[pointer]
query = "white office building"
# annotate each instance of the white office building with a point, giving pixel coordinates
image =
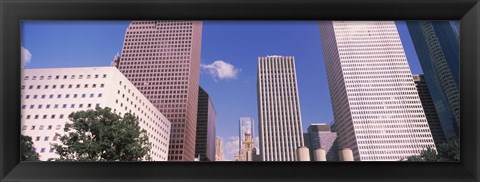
(50, 95)
(280, 121)
(378, 113)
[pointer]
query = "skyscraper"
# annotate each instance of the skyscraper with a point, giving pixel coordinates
(206, 116)
(245, 123)
(162, 59)
(280, 121)
(377, 110)
(219, 149)
(321, 136)
(50, 95)
(429, 109)
(247, 152)
(438, 49)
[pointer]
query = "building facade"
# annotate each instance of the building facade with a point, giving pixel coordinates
(247, 150)
(219, 149)
(206, 119)
(429, 109)
(378, 113)
(280, 121)
(438, 49)
(50, 95)
(320, 136)
(245, 124)
(162, 59)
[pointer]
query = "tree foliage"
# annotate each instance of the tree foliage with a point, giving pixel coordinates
(100, 135)
(26, 149)
(448, 151)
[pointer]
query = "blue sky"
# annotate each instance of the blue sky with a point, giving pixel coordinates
(239, 43)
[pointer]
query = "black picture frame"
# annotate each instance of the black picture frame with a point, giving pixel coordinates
(12, 12)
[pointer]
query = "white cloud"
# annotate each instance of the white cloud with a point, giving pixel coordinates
(221, 70)
(26, 56)
(230, 148)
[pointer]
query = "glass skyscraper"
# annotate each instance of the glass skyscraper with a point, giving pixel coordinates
(438, 50)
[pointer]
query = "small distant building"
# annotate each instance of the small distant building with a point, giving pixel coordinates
(247, 148)
(320, 136)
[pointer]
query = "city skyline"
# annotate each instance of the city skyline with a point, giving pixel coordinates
(229, 42)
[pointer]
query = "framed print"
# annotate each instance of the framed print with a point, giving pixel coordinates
(239, 90)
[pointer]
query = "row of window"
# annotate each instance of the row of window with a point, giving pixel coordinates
(62, 86)
(56, 77)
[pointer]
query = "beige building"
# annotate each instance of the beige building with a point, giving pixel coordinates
(280, 121)
(247, 148)
(219, 149)
(377, 110)
(49, 95)
(162, 59)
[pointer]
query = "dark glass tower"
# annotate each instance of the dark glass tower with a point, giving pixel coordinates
(438, 50)
(206, 116)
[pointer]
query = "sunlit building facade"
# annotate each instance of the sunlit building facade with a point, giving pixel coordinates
(280, 121)
(378, 113)
(162, 59)
(50, 95)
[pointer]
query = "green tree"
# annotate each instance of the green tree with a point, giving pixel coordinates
(448, 151)
(100, 135)
(26, 149)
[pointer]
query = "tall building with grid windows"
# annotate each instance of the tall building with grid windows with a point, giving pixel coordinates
(206, 120)
(377, 111)
(429, 109)
(50, 95)
(280, 120)
(437, 44)
(162, 59)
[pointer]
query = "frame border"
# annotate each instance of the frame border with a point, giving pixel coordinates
(13, 11)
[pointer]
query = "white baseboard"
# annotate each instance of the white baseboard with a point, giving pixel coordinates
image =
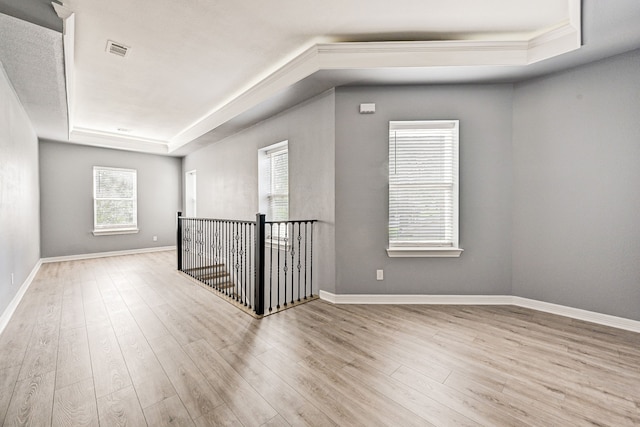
(579, 314)
(106, 254)
(574, 313)
(13, 305)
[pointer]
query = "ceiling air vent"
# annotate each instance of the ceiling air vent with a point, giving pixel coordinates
(117, 48)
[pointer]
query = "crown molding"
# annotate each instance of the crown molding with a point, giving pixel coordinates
(554, 41)
(547, 43)
(110, 140)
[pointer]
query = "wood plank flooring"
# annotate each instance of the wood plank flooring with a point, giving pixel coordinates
(129, 341)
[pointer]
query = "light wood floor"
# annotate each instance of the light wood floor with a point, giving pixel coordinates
(128, 341)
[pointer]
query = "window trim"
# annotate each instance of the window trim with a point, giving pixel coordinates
(125, 229)
(401, 249)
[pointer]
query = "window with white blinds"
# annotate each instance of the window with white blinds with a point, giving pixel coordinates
(423, 188)
(278, 195)
(114, 200)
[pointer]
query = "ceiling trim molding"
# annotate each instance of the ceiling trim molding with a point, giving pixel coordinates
(68, 44)
(371, 55)
(561, 38)
(120, 142)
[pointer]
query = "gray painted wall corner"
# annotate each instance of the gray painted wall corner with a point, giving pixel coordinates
(227, 174)
(19, 194)
(576, 234)
(67, 199)
(484, 112)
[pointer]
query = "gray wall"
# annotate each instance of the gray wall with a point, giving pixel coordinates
(485, 190)
(576, 214)
(19, 194)
(66, 181)
(227, 174)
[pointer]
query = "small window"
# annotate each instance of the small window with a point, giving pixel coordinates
(115, 209)
(278, 196)
(273, 164)
(423, 188)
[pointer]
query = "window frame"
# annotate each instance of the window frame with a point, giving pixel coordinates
(130, 228)
(446, 248)
(265, 192)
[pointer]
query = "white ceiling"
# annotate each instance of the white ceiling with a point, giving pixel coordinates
(198, 71)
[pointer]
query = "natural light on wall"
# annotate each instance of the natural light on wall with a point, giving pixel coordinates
(423, 189)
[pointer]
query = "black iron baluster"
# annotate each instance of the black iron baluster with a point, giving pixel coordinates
(306, 265)
(179, 239)
(271, 267)
(278, 270)
(284, 255)
(299, 238)
(311, 264)
(293, 250)
(259, 296)
(236, 256)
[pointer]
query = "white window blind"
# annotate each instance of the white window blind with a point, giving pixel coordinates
(278, 196)
(423, 184)
(115, 199)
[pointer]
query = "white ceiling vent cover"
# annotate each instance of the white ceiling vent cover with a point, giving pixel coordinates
(117, 48)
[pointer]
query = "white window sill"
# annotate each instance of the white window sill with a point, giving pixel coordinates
(276, 244)
(424, 252)
(115, 231)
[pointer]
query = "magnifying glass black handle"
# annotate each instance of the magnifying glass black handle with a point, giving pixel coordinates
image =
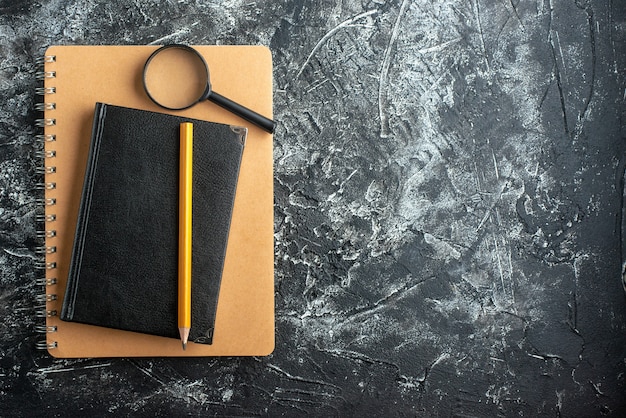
===============
SET EXERCISE
How many lines in the rows above contain the string "distant"? Uppercase and lowercase count as different. Reply with the number only.

WRITTEN RESPONSE
2